● Extracted material:
• • • • •

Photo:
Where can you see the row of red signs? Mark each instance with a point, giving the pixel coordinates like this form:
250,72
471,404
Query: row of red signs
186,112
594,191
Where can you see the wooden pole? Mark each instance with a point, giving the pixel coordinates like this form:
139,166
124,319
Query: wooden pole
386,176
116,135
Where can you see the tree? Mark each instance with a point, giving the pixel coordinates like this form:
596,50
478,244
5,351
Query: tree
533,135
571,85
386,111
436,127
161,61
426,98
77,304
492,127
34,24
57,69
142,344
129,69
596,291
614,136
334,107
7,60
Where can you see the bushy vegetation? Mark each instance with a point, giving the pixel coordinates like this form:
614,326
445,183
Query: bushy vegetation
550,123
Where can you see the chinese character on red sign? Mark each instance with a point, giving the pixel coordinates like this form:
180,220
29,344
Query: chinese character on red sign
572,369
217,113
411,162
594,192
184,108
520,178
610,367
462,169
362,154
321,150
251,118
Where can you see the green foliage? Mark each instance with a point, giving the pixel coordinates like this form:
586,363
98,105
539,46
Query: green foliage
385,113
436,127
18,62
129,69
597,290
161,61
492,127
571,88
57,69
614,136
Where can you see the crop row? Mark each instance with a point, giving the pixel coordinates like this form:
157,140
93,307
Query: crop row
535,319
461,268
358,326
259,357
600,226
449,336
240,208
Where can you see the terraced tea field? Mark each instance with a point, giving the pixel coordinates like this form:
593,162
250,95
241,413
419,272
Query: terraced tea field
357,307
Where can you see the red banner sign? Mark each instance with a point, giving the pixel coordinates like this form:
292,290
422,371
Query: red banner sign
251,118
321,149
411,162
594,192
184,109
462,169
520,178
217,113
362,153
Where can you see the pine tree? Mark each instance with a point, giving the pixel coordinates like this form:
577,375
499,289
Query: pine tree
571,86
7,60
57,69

• • • • •

● Task goal:
Reproduce the stretch from the line containing "Where can you see the crop" through the end of the entries, requests included, and scale each coordinate in the answers by 1.05, rounding to whole numbers with halves rounded up. Leave the numbers in the requests and their format samples as they are.

● Result of this task:
Where can you see the crop row? Mark each instance with a point, giving the pixel coordinates like this form:
157,140
93,307
Query: crop row
562,335
484,281
376,342
272,375
630,237
471,353
252,218
Where can you see the terraced tea field? Mark each instance with a point, giving the pixel coordinates like this form:
593,162
250,95
241,413
419,272
Query: terraced tea field
375,322
Where can you see the red banner sign? Mark each instance with a point, giving the pixel coordinates like this form:
292,290
422,371
Query: red banner sign
264,124
337,156
432,170
624,202
193,114
485,177
546,187
228,119
380,161
Where can you see the pine tree? Mark each instance with a point, giving the pixel coordinates like this form:
577,375
499,289
Query: pine tree
600,90
7,63
60,72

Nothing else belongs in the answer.